STATED EXERCISE A:
Transcribe the passage in the thread on static initialization below from "How much effort" up to and including "I meant Intel.".
STATED EXERCISE B:
Answer the following questions using the thread on static initialization below.
(i) Which three compilers does the writer say he can vouch for off the top of his head?
(ii) Which bug is cited as seeming to prove that one should never rely on arithmetic instructions to provide the correct answer?
(iii) What does the writer concede that explicit initializations might be useful as?

>> START SOURCE PASSAGE

But you still haven't answered this question, nor explained how your code demonstrates the difference between "the heap" and "the stack".




I cannot vouch for every compiler, only Microsoft, Sun, and Instant C
off the top of my head.  I have used a few other packages as well.  But
any really good programmer NEVER relies on system initialization.  It is
destined to fail you at bad times.

How much effort are you willing to expend to defend against potentially
buggy compilers (as opposed to undefined or implementation-defined
behaviors)?  The Intel fdiv bug would seem to prove that you should NEVER
rely on arithmetic instructions to provide the correct answer.  There's an
economic tradeoff between protecting yourself from all conceivable errors
and actually getting work done.


There is a difference between implementation differences and hardware
errors, which was the microsoft error.  They had
a bug in their silicon compiler that caused that IIRC.

I misspoke here, and said Microsoft, when I meant Intel.
I could just as easily reference some other obscure compiler bug or
implementation-defined behavior and make the same point.  The thing about
a standard is that there are clear requirements about what is
implementation-defined and what is not.  Static initialization in ISO C is
not one of those implementation-defined things.

I will concede that explicit initializations--even to default
values--might be a useful self-documentation tool.

>> END SOURCE PASSAGE
>> START SOURCE MATERIAL

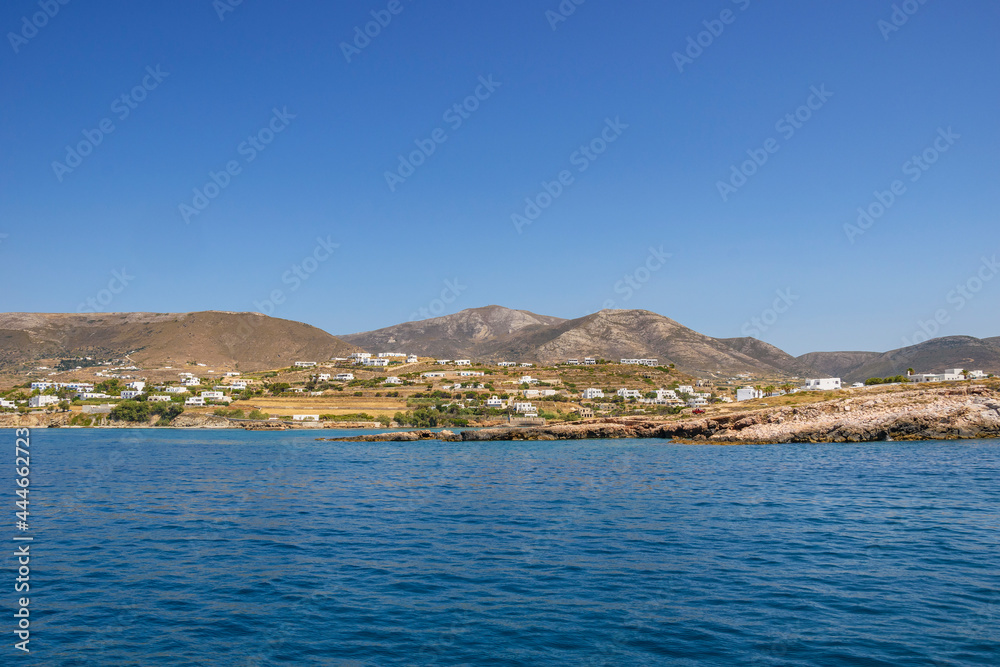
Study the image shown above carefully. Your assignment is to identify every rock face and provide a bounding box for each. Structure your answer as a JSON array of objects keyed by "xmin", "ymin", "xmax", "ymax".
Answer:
[{"xmin": 323, "ymin": 386, "xmax": 1000, "ymax": 444}]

>> END SOURCE MATERIAL

CORRECT RESPONSE A:
How much effort are you willing to expend to defend against potentially
buggy compilers (as opposed to undefined or implementation-defined
behaviors)?  The Intel fdiv bug would seem to prove that you should NEVER
rely on arithmetic instructions to provide the correct answer.  There's an
economic tradeoff between protecting yourself from all conceivable errors
and actually getting work done.


There is a difference between implementation differences and hardware
errors, which was the microsoft error.  They had
a bug in their silicon compiler that caused that IIRC.

I misspoke here, and said Microsoft, when I meant Intel.

CORRECT RESPONSE B:
(i) Microsoft, Sun, and Instant C.
(ii) The Intel fdiv bug.
(iii) A useful self-documentation tool.